▶ _What the task requires_: Reproduce each of the records below verbatim, preserving every line in its original order.
— Begin —
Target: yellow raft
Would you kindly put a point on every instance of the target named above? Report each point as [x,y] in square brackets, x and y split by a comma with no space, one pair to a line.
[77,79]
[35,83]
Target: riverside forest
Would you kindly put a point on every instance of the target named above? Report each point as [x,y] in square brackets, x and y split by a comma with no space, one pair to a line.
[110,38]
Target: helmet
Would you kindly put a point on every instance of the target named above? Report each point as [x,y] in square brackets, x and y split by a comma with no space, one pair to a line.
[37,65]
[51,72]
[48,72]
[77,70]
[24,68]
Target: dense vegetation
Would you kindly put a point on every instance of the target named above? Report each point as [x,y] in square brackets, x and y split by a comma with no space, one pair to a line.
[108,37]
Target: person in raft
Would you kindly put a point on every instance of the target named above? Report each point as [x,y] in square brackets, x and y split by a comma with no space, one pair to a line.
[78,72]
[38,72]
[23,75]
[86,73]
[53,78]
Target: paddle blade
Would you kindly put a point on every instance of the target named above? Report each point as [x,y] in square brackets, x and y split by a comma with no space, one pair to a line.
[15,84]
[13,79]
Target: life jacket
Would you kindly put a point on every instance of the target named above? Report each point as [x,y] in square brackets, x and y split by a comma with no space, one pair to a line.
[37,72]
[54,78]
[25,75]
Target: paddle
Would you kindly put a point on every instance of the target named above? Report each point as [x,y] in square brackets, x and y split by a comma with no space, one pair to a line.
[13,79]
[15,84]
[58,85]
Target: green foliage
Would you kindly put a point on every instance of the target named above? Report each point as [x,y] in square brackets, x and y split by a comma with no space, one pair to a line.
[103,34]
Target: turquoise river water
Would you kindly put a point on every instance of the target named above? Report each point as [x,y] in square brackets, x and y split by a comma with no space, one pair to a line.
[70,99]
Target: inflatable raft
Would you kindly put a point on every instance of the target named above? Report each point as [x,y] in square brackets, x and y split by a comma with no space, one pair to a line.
— End —
▶ _Full solution_:
Target: yellow raft
Would you kindly put a point on every instance of the target named above? Report each point as [x,y] in square brackets, x and y split by a comma with no space, one pair to a line.
[77,79]
[35,83]
Target: riverside forest
Would you kindly put a point on every instance of the target named above? Report each point as [x,y] in square brackets, x and y split by a comma with no space, one pair to a line.
[110,38]
Target: helmet
Would you kindly put a point on every instance of the target named above? Report each point as [x,y] in square brackets, x and y split by a comma with no space, one pair to a line.
[37,65]
[51,72]
[48,72]
[77,70]
[24,68]
Target: dense vegetation
Would you kindly put a point on every instance of the target named above? Report each point as [x,y] in square brackets, x and y split by a comma with no space, one pair to a line.
[108,37]
Target: person in raft
Would you kindly put a point on every instance of the target named above? Report each point as [x,y] in square brackets, x and y split by a comma with no space, one pair to a line.
[78,72]
[38,72]
[23,75]
[86,73]
[53,78]
Target: paddle blade
Would you kindly put a point on every instance of the target named above? Report each point as [x,y] in square brackets, x and y split by a comma with no space, one pair to a line.
[15,84]
[13,79]
Target: life jacket
Would you kindly put a point on every instance of the target named above? Report each point as [x,y] in square brackets, x and y split by a comma with no space, one pair to a line.
[37,72]
[54,78]
[25,75]
Target: paddle
Would you kindly put a point on every instance of the target named above? Report each point as [x,y] in square brackets, x and y split by a comma with no space, one pair to a line.
[13,79]
[15,84]
[58,85]
Target: green foliage
Would you kindly put a point on every instance of the target named above? Report each point as [x,y] in square brackets, x and y split by a comma with no space, one pair to a line.
[103,34]
Target: turquoise river water
Would you kindly put a point on every instance of the target named above? Report each point as [x,y] in square brackets, x and y split by a comma with no space, one pair to a line.
[70,99]
Target: inflatable raft
Would you kindly put a point on every instance of the target named above? Report each point as [x,y] in square brackets, x and y split by a comma with no space, one pair to a line.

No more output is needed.